──────── EXTRACTED MATERIAL
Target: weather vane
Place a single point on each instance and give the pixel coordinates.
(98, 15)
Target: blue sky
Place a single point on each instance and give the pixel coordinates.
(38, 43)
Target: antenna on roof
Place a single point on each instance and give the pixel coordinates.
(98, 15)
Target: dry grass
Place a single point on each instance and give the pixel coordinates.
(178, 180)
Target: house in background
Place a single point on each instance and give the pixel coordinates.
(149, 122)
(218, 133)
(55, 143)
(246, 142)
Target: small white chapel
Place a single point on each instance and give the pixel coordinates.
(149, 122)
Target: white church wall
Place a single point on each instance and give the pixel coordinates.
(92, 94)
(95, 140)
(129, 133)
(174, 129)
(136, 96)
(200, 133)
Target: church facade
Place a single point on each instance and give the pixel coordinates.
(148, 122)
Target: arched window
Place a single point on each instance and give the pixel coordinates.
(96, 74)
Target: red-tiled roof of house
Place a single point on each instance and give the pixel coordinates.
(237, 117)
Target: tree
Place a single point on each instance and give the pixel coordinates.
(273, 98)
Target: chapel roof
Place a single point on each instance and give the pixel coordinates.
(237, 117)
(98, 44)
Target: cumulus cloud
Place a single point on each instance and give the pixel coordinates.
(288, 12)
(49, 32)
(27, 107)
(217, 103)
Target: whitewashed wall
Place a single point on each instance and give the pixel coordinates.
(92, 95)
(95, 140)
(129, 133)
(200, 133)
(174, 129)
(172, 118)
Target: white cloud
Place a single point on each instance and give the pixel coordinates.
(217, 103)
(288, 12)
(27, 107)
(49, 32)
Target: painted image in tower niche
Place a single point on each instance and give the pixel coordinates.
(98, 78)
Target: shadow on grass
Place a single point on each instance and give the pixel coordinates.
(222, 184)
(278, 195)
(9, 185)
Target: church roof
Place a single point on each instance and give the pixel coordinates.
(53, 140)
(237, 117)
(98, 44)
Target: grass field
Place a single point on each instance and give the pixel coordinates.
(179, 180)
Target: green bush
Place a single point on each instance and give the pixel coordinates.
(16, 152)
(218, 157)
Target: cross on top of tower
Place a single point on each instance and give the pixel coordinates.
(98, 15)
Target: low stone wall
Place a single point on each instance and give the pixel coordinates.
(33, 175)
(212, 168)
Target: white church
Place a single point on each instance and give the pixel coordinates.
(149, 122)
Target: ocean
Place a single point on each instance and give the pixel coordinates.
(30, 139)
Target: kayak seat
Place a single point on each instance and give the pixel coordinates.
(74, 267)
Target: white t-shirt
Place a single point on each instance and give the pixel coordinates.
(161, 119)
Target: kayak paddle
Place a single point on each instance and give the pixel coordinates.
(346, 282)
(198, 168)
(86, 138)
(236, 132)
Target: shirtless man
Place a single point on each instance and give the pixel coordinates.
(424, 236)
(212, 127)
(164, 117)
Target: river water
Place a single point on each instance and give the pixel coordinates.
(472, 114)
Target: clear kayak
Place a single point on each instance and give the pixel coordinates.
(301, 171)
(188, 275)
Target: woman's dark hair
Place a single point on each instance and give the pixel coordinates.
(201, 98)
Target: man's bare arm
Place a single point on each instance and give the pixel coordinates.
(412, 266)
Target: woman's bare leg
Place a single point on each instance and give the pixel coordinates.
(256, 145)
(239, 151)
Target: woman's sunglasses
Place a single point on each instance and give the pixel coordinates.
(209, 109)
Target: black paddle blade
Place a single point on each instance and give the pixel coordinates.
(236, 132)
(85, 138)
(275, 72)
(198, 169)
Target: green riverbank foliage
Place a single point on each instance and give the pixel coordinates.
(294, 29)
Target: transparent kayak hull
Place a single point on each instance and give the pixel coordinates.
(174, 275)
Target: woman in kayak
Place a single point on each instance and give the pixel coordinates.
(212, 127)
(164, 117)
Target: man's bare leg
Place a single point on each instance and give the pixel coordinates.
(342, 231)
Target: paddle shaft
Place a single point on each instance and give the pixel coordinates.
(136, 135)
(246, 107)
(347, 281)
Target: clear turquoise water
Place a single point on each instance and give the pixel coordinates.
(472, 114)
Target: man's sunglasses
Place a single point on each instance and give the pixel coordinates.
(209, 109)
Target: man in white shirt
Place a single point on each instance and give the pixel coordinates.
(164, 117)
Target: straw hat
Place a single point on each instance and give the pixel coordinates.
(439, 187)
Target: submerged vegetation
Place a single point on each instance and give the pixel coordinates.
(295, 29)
────────────────
Whatever the entries say, repeat all of them exactly.

Target: weather vane
Place a single point on each instance and give the pixel coordinates.
(98, 15)
Target: blue sky
Place a single point on each instance and give the pixel coordinates.
(38, 43)
Target: antenna on roof
Place a single point on each instance and give the pixel coordinates.
(98, 15)
Target: dry grass
Place a single point on each instance and give the pixel coordinates.
(178, 180)
Target: house in background
Place a single point on each instance and give the pixel coordinates.
(149, 122)
(218, 133)
(55, 143)
(246, 142)
Target: small white chapel
Place a single point on each instance and give the pixel coordinates.
(149, 122)
Target: white church wall
Place a single point on each instance and give the pixel coordinates.
(92, 94)
(95, 140)
(129, 133)
(174, 129)
(136, 96)
(200, 133)
Target: church facade
Place a single point on each instance and give the pixel coordinates.
(148, 122)
Target: arched window
Place a single point on each instance and give the pixel coordinates.
(96, 74)
Target: red-tiled roof of house
Place a single point on each instance and give the pixel coordinates.
(237, 117)
Target: tree
Place a single point on each instance and give the pixel coordinates.
(273, 98)
Target: chapel roof
Place a single point on each instance and give the pixel coordinates.
(237, 117)
(98, 44)
Target: cumulus cloud
Place a single point on each instance and give the pixel coordinates.
(288, 12)
(49, 32)
(27, 107)
(217, 103)
Target: whitewashed wall
Place a single point on each instance and give the pixel coordinates.
(92, 95)
(95, 140)
(129, 133)
(200, 133)
(174, 129)
(172, 118)
Target: white cloud
Place a single point on each instance and give the pixel coordinates.
(217, 103)
(288, 12)
(27, 107)
(49, 32)
Target: painted image in tower niche
Place a single point on each instance and give the pixel coordinates.
(98, 78)
Target: shadow on grass
Place a single point on each instance and give the pixel coordinates.
(222, 184)
(278, 195)
(9, 185)
Target: church roof
Place a single point on each instance and give the pixel coordinates.
(53, 140)
(237, 117)
(98, 44)
Target: grass field
Place a single point on each instance and give the pixel coordinates.
(179, 180)
Target: green bush
Place a single point on each instance and give the pixel coordinates.
(16, 152)
(218, 157)
Target: cross on top of tower
Place a single point on each instance and give the pixel coordinates.
(98, 15)
Target: low stone wall
Place a single point on each instance and give the pixel coordinates.
(33, 175)
(212, 168)
Target: white church
Place a single point on each instance and give the pixel coordinates.
(149, 122)
Target: ocean
Place a single point on each instance and give the pixel coordinates.
(30, 139)
Target: kayak seat
Place a single point on each instance and give the pixel coordinates.
(74, 267)
Target: white t-shirt
Place a single point on each instance and give the pixel coordinates.
(161, 119)
Target: kayak paddle
Place a single point on each instance and give the pixel coordinates.
(346, 282)
(198, 168)
(86, 138)
(236, 132)
Target: shirtless man
Place a single point on each instance and give the pixel coordinates.
(424, 236)
(212, 127)
(164, 117)
Target: river water
Place a single point on each instance and give the pixel coordinates.
(472, 114)
Target: clear kayak
Place a single point on each instance and give the pixel coordinates.
(301, 171)
(188, 275)
Target: woman's dark hair
Place a single point on each instance and give the pixel coordinates.
(201, 98)
Target: man's bare arm
Place a single point on each instance and give the pixel coordinates.
(412, 266)
Target: woman's bare leg
Place a single point on each instance and give the pixel coordinates.
(256, 145)
(239, 151)
Target: woman's sunglasses
Place a single point on each instance and give the pixel coordinates.
(209, 109)
Target: black paddle blade
Place a single point on each instance and give the pixel coordinates.
(236, 132)
(85, 138)
(275, 72)
(198, 169)
Target: green riverbank foliage
Place a single point on each instance and give the pixel coordinates.
(294, 29)
Target: transparent kayak hull
Place a single point on each instance and give the pixel coordinates.
(174, 275)
Target: woman in kayak
Place a single point on each instance and give the pixel coordinates.
(212, 127)
(164, 117)
Target: man's bare leg
Place a single point on each instance and give the pixel coordinates.
(342, 231)
Target: paddle shaft
Place a single point on each instance and give the pixel coordinates.
(136, 135)
(246, 107)
(347, 281)
Target: clear turquoise water
Place a single point on each instance and give the pixel coordinates.
(472, 114)
Target: man's sunglasses
Place a single point on each instance and give the pixel coordinates.
(209, 109)
Target: man in white shirt
Place a single point on each instance and give the pixel coordinates.
(164, 117)
Target: straw hat
Place a single point on each instance and give the pixel coordinates.
(439, 187)
Target: submerged vegetation
Place a single point on each instance and give the pixel coordinates.
(295, 29)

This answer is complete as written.